[Opening ENTRIES SHOWN section]

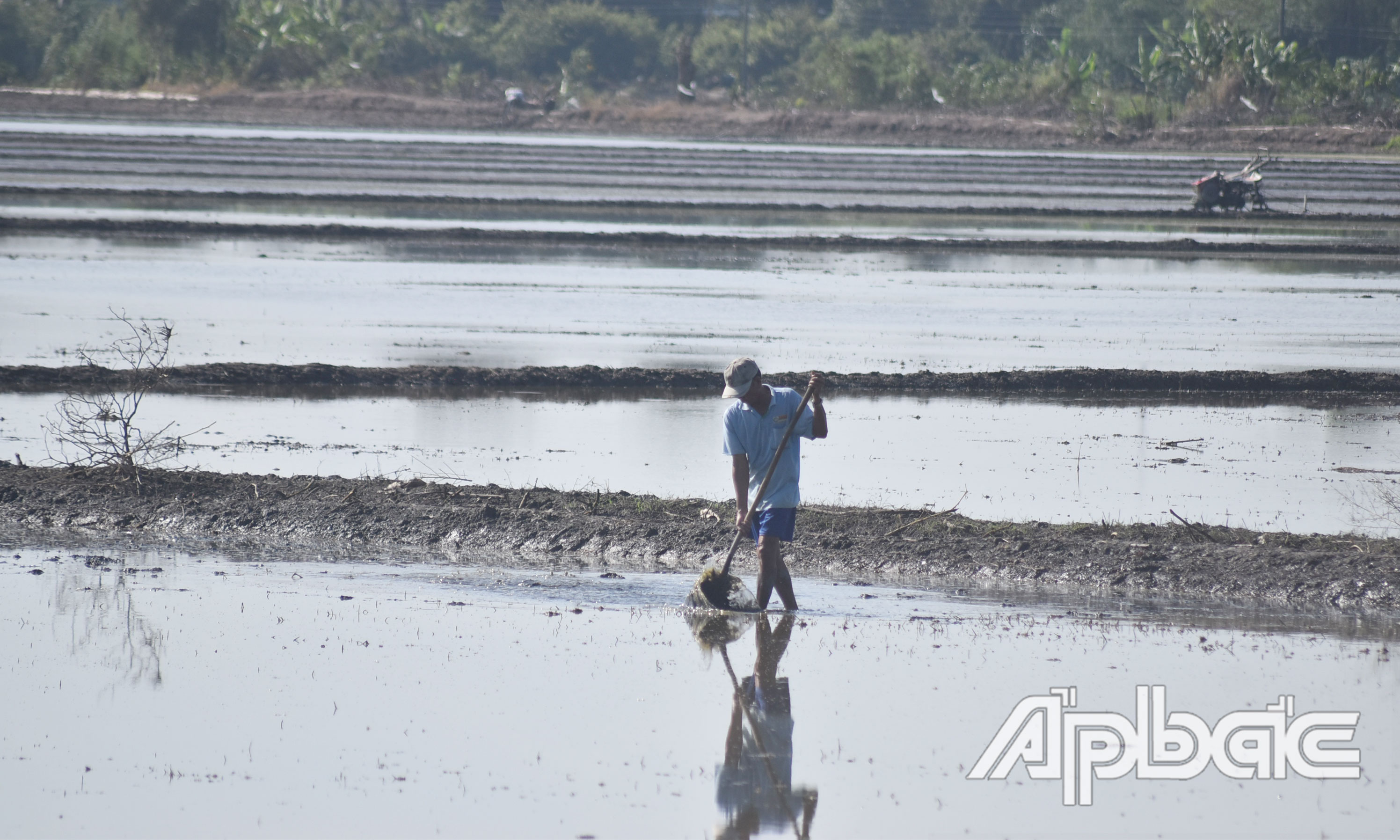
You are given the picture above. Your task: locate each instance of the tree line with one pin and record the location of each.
(1136, 62)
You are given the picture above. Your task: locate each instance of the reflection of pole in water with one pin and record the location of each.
(755, 784)
(95, 611)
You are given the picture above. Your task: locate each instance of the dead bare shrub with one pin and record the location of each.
(98, 429)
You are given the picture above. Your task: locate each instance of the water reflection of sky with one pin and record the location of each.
(304, 698)
(287, 301)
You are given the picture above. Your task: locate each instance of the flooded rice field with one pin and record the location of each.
(689, 222)
(1269, 467)
(393, 304)
(157, 694)
(111, 156)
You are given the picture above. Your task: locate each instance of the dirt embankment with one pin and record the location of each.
(468, 237)
(623, 531)
(710, 121)
(244, 377)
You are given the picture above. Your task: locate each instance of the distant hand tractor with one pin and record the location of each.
(1232, 192)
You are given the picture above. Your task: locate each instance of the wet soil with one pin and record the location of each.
(174, 230)
(709, 121)
(343, 380)
(644, 533)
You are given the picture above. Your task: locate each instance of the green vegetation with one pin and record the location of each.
(1135, 64)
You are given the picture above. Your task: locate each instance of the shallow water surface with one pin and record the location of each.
(1255, 465)
(192, 695)
(386, 304)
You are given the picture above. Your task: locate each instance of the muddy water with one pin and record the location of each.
(689, 222)
(280, 698)
(374, 304)
(1266, 467)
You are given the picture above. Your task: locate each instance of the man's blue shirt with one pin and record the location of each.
(758, 436)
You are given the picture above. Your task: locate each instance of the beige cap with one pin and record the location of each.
(738, 377)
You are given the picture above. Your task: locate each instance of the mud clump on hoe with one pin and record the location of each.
(620, 531)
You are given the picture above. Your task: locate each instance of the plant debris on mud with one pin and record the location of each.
(197, 379)
(620, 531)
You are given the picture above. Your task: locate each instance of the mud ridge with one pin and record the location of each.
(1185, 213)
(625, 531)
(664, 240)
(717, 121)
(1334, 384)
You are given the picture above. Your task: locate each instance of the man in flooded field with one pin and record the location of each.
(752, 430)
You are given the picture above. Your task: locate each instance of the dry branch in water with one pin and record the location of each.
(98, 429)
(1378, 506)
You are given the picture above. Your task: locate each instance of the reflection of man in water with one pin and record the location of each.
(755, 784)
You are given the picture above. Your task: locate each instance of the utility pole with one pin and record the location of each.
(744, 69)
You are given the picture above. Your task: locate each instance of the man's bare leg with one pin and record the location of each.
(773, 573)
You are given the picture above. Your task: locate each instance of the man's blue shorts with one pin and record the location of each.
(776, 523)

[Closing ENTRIES SHOWN section]

| TO DO |
Write out the data above precisely. Pictures stay out.

| EXPECTED ANSWER |
You are given the picture above. Your task: locate each instance of the tree line with one pin and record the location of each.
(1136, 62)
You are given the picture above. Your task: locate each instance of the reflection of pole in water with one pin and record the location of each.
(755, 784)
(95, 611)
You are given the picture above. Your task: locate each instance of the dead bare shrub with one pin and record the location of each.
(98, 429)
You are given the picture above. Your task: locate each instance of the water reflection of sky with one pin and record the location of each.
(304, 698)
(287, 301)
You are given the picture above. Your task: locate each instance of the flooded rice field with one pin and record the location of each.
(689, 222)
(1269, 467)
(393, 304)
(157, 694)
(111, 156)
You are given the picture above. Your task: locate each instance of the dirt embankment with one pin and record the location of each.
(468, 237)
(623, 531)
(710, 121)
(244, 377)
You are given the picture above. Your task: locate each instance of the distant hand tractor with one pin and record the location of each.
(1232, 192)
You are given the picture above. Your task: locate each instance of the wet soil with one pin and record the location of each.
(174, 230)
(709, 121)
(343, 380)
(644, 533)
You are given the picture above. Your task: locate each instance of the green vegetation with one pin and record the location of each.
(1135, 64)
You are given the picture above. Your task: locate each instance of the shallow water surface with one pin and record the location of each.
(1255, 465)
(192, 695)
(386, 304)
You are given the picture above. Your task: locate each instance of the muddy water with one pin and record the location of each.
(689, 222)
(280, 698)
(374, 304)
(1266, 467)
You are given the picture above. Your task: locate each instance of the man's blue shirt with one pin and record the location of each.
(758, 436)
You are given the picture above. Your task: locate each instance of the beige cap with one pin and record the location of each.
(738, 377)
You are given the picture above. Your task: locate each instance of the mud clump on hoe with one pin and record the location of each.
(620, 531)
You are given the picture above. Your task: locate each instance of the plant debris on mud with one pin and record the location of each.
(197, 379)
(620, 531)
You are given the picture above. Your task: locate each instance of the mud ridge with one pin and record the location of each.
(1185, 213)
(625, 531)
(664, 240)
(717, 121)
(1334, 384)
You are given the picture above. Your task: locate each instance of the man in flooded field with one pin and record the location of each.
(752, 430)
You are given the picture above. Your task: locate each instance of the dry branch in water with one pin and record the location of each.
(98, 429)
(1378, 506)
You are given the picture above. Your task: locate each instance of the reflection of man in water with one pin and record the location of each.
(755, 784)
You are given the picture above. Your task: locate each instance of the utility pole with one pin and record the location of each.
(744, 69)
You are given the picture above. Your task: locate each instance of the man's bare leg with one pin and record the location of each.
(773, 573)
You are given the picture above. Your task: locate each instance of the man's blue shorts with one pin and record the location of each.
(776, 523)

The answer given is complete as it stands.